Instructions to follow -> Copy everything from the line containing "boot by giving me its bounding box?" down to the line containing "sky by giving me its bounding box?", keeping both of those lines and leaving every line unchanged.

Dataset rows ->
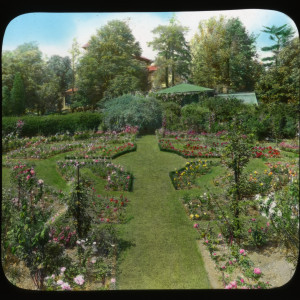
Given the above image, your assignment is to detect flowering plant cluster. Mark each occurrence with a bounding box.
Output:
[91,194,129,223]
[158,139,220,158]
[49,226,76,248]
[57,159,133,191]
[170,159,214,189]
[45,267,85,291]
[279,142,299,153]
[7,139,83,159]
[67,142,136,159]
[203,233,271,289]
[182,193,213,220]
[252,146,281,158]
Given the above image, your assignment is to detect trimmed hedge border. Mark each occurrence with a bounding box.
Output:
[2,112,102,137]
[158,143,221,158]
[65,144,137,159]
...
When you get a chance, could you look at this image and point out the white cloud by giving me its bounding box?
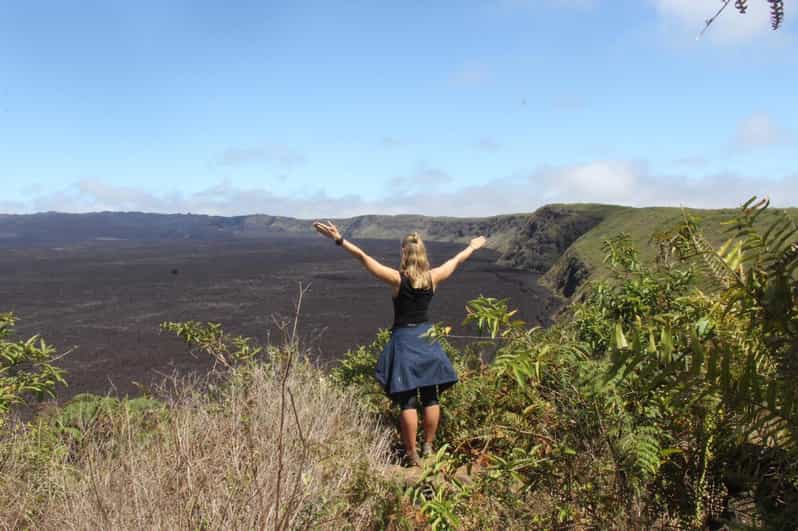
--
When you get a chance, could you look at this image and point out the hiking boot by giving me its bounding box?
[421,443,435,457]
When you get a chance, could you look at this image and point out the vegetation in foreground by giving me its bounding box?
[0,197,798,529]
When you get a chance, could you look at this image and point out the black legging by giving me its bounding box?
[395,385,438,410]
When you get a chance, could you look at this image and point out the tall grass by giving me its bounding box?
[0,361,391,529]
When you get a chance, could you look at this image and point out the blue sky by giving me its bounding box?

Answer to the exercise ->
When you get a chance, could you look at this image and point out the hiking boot by giving me its bounding box?
[421,443,435,457]
When you get a chance, could you look at this image and point out the vegetation in foreground by giving me its bounding box?
[0,197,798,529]
When you get a chance, could you look at this image and point out the black legging by giving me its bounding box?
[395,385,438,410]
When you get a chance, could you look at this image and point out the tall grass by giving me its bounding box?
[0,361,391,529]
When you get a chance, could you look at this image and point out the blue sky by giving me its bounding box?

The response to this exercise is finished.